Exercise task
Reproduce verbatim the items below, from the line containing "find the person's" through the end of the items, inclusive.

Given data
.....

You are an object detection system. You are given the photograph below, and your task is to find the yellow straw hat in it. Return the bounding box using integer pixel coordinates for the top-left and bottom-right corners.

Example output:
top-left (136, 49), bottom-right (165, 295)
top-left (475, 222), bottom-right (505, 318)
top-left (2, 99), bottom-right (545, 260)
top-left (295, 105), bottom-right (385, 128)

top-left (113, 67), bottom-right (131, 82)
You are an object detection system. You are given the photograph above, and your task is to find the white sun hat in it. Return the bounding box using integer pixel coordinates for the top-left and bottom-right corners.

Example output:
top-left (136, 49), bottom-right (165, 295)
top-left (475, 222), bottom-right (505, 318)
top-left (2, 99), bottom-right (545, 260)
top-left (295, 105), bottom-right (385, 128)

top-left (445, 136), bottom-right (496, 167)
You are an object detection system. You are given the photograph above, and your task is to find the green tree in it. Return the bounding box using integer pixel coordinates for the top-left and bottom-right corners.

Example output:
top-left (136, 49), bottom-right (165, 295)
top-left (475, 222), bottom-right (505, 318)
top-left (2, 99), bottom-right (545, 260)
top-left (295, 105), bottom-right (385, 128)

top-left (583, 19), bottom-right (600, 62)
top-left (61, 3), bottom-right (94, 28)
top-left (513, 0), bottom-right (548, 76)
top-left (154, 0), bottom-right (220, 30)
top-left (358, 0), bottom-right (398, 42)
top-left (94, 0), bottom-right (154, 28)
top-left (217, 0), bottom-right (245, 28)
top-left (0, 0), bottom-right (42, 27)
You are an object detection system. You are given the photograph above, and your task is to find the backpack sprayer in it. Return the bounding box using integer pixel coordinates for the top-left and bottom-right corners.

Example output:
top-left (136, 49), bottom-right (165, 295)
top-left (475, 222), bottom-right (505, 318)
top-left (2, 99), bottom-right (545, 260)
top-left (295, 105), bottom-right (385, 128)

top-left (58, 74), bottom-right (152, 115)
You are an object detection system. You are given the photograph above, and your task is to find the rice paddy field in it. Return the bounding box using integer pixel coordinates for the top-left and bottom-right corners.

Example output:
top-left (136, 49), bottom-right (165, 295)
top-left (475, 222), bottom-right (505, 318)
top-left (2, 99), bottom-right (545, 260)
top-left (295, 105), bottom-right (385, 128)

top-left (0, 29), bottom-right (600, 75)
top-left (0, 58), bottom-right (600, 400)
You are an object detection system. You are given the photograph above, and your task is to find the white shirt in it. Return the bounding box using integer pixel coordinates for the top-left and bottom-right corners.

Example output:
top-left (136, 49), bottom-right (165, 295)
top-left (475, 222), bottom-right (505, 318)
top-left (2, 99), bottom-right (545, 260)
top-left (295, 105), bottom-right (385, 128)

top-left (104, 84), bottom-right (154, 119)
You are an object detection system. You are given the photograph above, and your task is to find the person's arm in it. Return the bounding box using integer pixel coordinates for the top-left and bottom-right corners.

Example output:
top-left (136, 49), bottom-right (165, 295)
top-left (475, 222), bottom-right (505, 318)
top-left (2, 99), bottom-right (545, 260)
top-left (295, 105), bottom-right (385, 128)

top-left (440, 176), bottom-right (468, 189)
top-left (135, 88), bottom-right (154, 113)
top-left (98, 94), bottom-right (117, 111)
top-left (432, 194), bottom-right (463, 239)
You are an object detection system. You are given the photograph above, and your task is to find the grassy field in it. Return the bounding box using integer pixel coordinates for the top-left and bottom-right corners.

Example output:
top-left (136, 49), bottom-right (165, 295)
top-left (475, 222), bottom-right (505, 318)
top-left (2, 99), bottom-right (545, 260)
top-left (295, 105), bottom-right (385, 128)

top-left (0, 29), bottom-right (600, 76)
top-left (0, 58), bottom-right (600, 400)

.....

Reply to the exercise
You are an object detection system. You are given the photograph above, and your task is to find the person's arm in it. Return the bounding box using integer pixel coordinates for the top-left and bottom-right corners.

Example output:
top-left (136, 49), bottom-right (165, 295)
top-left (475, 222), bottom-right (505, 318)
top-left (2, 99), bottom-right (545, 260)
top-left (295, 105), bottom-right (385, 128)

top-left (440, 176), bottom-right (468, 189)
top-left (135, 88), bottom-right (154, 113)
top-left (98, 94), bottom-right (117, 111)
top-left (432, 194), bottom-right (463, 239)
You are an object detection system. You are given the photograph above, and your task is to find the grassy field in it. Return the bounding box using integer pixel coordinates for the top-left and bottom-right corners.

Example output:
top-left (136, 49), bottom-right (165, 295)
top-left (475, 222), bottom-right (505, 318)
top-left (2, 99), bottom-right (545, 260)
top-left (295, 105), bottom-right (385, 128)

top-left (0, 29), bottom-right (600, 76)
top-left (0, 58), bottom-right (600, 400)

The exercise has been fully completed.